__SOURCE EXTRACT__.
[Start of Attachment]
2. AR glasses and headsets
Another way to enjoy augmented reality is by using smart glasses or AR headsets. As compared to VR headsets, these AR glasses and headsets don’t engage the users into a completely virtual environment. Instead, they just add virtual objects in the real world.
MIXED REALITY OR MR
Mixed Reality is also called as hybrid reality. It is the merger of real and virtual environments in order to create new environments and visuals. In that new environment, both physical and digital entities exist together, interacting in real time. It means a new imagery is placed inside a real space in such a manner that the new imagery can interact to a degree, with the real world as you know it. The distinguishing factor of MR is that the artificial content and the real or physical world content can interact with one another in real time.
There can also be a different form of mixed reality. In this new form of mixed reality, users watch and interact with a fully virtual environment which is overlapped on the real world surrounding the users. If you are finding it a bit confusing, look at it from a different perspective. Just imagine that you are fully engaged and interacting into a completely virtual environment. However, you are still walking around in your room at your place. What do you think will happen if you trip over an object lying on the floor? To prevent any such incidence, your headset must be able to keep track of the real world while you are immersed in the virtual world and adjust the virtual setting accordingly. This type of MR is a lot closer to VR as compared to AR.
There are different types of devices that can be used for mixed reality:
1. Holographic devices
These headsets comprise transparent glasses through which you will be able to keep track of your surroundings easily and avoid any kinds of unfortunate incidents while using MR. in this; Virtual experiences are generated using holograms.
2. Immersive devices
These headsets comprise of non-translucent spectacles that totally block out the real world just like VR headsets. They use cameras for tracking the real world.
CONCLUSION
It can be difficult to point out one choice from all three realities. While VR is being used for years in the gaming industry, AR and MR are also not far behind. However, while AR just overlays the virtual objects on the real environment, in MR, the digital parts of the environment are more conscious of what is happening in the real surroundings around you and thus represent a more realistic interaction.
[End of Attachment]
__LISTED ENTRIES__.
[Start of Attachment]
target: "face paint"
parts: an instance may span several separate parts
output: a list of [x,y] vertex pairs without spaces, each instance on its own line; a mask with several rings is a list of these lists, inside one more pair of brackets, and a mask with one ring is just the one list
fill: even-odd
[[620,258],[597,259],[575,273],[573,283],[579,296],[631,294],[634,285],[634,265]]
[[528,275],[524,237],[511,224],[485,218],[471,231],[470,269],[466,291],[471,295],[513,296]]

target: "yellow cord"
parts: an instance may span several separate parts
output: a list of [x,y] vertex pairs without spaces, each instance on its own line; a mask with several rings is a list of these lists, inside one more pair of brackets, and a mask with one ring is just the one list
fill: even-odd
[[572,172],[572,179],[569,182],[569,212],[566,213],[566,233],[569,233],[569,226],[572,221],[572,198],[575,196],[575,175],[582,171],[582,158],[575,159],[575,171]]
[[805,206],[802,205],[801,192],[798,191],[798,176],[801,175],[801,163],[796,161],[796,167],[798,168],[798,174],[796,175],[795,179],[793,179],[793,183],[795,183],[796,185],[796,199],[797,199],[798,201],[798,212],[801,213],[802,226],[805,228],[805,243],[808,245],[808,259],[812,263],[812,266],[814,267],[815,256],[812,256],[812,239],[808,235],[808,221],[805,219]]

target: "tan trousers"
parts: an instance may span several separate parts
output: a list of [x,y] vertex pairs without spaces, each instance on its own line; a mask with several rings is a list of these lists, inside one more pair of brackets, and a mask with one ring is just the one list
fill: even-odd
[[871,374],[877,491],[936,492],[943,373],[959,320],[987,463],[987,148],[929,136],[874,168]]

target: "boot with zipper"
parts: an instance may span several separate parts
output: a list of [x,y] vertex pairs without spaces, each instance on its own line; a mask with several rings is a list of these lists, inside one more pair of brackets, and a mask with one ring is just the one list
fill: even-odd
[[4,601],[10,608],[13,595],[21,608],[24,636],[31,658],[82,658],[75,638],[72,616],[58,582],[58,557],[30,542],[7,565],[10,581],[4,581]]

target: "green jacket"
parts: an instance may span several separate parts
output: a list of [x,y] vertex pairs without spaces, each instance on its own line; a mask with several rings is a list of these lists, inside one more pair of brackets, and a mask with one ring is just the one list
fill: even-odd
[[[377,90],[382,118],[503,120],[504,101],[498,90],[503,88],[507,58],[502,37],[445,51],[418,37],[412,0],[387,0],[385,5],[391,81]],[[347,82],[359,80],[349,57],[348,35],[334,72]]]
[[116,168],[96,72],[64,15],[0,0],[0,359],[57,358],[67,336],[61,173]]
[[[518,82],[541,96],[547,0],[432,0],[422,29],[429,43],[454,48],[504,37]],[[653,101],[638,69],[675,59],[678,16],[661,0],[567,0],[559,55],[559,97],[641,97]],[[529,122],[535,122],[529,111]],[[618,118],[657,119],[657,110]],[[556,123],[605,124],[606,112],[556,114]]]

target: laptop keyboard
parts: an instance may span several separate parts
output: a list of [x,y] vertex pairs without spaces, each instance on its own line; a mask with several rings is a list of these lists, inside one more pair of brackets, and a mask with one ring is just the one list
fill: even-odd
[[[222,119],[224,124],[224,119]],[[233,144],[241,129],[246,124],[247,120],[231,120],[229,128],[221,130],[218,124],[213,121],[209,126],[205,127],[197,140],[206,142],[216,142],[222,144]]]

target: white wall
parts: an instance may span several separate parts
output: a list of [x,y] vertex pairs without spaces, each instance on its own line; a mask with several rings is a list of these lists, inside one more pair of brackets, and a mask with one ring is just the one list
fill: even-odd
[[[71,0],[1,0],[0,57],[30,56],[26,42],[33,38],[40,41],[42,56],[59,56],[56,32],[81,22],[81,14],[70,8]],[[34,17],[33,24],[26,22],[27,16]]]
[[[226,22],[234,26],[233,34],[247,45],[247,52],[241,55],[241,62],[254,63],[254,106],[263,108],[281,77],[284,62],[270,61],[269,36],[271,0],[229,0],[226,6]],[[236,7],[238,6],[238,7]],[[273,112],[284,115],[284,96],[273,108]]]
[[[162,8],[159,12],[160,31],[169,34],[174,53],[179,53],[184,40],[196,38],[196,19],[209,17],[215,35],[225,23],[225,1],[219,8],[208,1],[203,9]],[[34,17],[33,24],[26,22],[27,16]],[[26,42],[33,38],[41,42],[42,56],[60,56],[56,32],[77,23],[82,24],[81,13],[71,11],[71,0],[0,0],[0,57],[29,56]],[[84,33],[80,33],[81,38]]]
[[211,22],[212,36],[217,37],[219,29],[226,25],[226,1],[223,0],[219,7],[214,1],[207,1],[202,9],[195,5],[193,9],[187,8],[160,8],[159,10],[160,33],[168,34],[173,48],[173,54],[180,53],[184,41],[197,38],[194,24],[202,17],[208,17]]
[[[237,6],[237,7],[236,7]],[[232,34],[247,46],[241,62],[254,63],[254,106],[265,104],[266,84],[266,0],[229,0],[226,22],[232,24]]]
[End of Attachment]
__INSTRUCTIONS__.
A: In the mixed reality passage, what do immersive devices use to track the real world?
B: Return the part of the mixed reality passage that opens with the words containing "2. AR glasses" and closes with "another in real time.".
The records are separate material with no connection to the mixed reality passage.

__EXPECTED RESULTS__.
A: They use cameras.

B:
2. AR glasses and headsets
Another way to enjoy augmented reality is by using smart glasses or AR headsets. As compared to VR headsets, these AR glasses and headsets don’t engage the users into a completely virtual environment. Instead, they just add virtual objects in the real world.
MIXED REALITY OR MR
Mixed Reality is also called as hybrid reality. It is the merger of real and virtual environments in order to create new environments and visuals. In that new environment, both physical and digital entities exist together, interacting in real time. It means a new imagery is placed inside a real space in such a manner that the new imagery can interact to a degree, with the real world as you know it. The distinguishing factor of MR is that the artificial content and the real or physical world content can interact with one another in real time.